Dataset excerpt

-- Start --

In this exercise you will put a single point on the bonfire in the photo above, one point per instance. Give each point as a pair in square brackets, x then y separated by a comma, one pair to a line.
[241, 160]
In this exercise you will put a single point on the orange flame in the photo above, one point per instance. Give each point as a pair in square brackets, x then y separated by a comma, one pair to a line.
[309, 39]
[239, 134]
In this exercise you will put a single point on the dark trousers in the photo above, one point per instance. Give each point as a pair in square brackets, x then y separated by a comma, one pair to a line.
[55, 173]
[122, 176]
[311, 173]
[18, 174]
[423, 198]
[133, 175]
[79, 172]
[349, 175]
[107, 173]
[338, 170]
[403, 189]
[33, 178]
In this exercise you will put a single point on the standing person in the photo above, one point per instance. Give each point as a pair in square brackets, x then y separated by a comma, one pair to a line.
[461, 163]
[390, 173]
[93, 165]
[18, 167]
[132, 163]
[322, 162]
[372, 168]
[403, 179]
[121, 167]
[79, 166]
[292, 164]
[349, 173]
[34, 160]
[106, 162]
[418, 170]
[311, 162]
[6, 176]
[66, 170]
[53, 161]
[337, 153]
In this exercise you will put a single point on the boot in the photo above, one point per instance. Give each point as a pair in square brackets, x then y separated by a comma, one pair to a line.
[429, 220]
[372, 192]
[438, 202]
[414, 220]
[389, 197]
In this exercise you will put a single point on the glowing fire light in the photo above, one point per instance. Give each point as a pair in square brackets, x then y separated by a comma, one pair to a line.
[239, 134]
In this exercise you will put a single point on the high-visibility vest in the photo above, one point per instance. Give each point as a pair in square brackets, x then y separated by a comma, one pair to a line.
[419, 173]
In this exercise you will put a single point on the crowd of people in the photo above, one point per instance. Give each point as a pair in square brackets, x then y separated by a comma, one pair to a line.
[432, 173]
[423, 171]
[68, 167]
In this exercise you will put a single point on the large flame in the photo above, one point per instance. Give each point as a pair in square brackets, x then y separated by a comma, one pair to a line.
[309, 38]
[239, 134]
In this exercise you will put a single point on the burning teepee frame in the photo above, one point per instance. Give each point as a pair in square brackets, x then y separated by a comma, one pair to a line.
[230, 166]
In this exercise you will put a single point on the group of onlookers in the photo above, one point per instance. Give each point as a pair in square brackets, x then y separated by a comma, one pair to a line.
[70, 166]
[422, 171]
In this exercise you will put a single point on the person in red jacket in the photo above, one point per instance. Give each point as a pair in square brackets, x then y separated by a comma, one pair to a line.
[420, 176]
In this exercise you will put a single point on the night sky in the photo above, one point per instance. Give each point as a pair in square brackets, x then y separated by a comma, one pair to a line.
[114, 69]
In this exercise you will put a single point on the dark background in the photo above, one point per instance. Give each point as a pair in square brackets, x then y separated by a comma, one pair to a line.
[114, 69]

-- End --

* [WRITTEN TASK]:
Output each entry precisely as given.

* [TASK SOLUTION]:
In this exercise you will put a single point on the bonfire in the photo above, one point per instance. Give each point as a pair in square brackets, x then y separated by a comma, one pair to a line.
[241, 160]
In this exercise you will put a single point on the orange flame in the photo above, one point per instance. Give each point as a pair in square brackets, x then y separated by a comma, one pair to a line.
[309, 39]
[239, 134]
In this exercise you will put a single point on the dark trousers in the photo above, one point per instance. Give each point as a pair in square brackets, x then y separated by a comma, one pair to a line.
[55, 173]
[122, 176]
[311, 173]
[18, 174]
[423, 198]
[133, 175]
[79, 172]
[349, 175]
[107, 173]
[338, 170]
[403, 189]
[33, 178]
In this exercise you will put a single point on the standing person in the photo above, one point per instance. Give each point as a pair in square brackets, x then y separated by a comma, one pair to a line.
[461, 163]
[390, 173]
[93, 165]
[18, 167]
[132, 163]
[322, 162]
[372, 168]
[403, 179]
[121, 167]
[79, 166]
[292, 164]
[349, 173]
[34, 160]
[106, 162]
[418, 170]
[311, 162]
[6, 176]
[66, 170]
[53, 161]
[337, 153]
In this exercise you will put a single point on the boot in the photo above, one point per instance. Give each point as a pair in square brackets, x then y separated by a comma, one pair to a line.
[429, 220]
[372, 192]
[438, 202]
[414, 220]
[389, 197]
In this exercise you will put a single point on the glowing fire light in the photo above, one point per instance. Give each point as a pair in square brackets, x then y separated by a comma, one pair to a line.
[239, 134]
In this exercise you will put a single point on the high-visibility vest in the photo above, one point per instance. Give each point as a pair in square brackets, x then y separated by a comma, one pair to a line.
[419, 173]
In this exercise you will put a single point on the crowd of people in the photo above, one point per instance. Give each point as a pair in square brackets, x then y separated by a comma, one pair to a line.
[432, 173]
[423, 171]
[68, 167]
In this exercise you will put a single point on the large flame in the photo above, one point per instance. Give each point as a pair in square brackets, x then y separated by a comma, one pair to a line.
[309, 38]
[239, 134]
In this exercise you will put a single point on the burning teepee frame in the photo above, one point per instance. Give each point as a pair in square brackets, x then y separated by a comma, one pair to a line.
[230, 166]
In this exercise you will put a single point on the group of onlookers in the photo above, one point per instance. Give each point as a pair in square brackets, x then y separated by a comma, one pair to a line.
[70, 166]
[422, 171]
In this exercise you will put a single point on the person in red jacket in the photo above, one point per instance. Give each point as a pair in square brackets, x then y separated by a comma, one pair to a line.
[420, 176]
In this exercise you will put a single point on the night sky in the photo above, one point per instance. Give each point as a pair in square brackets, x then y separated by a comma, one pair to a line.
[114, 69]
In this exercise you will put a single point on the dark background in the photo above, one point per instance. Give each point as a pair in square brackets, x then y separated by a comma, one pair to a line.
[114, 69]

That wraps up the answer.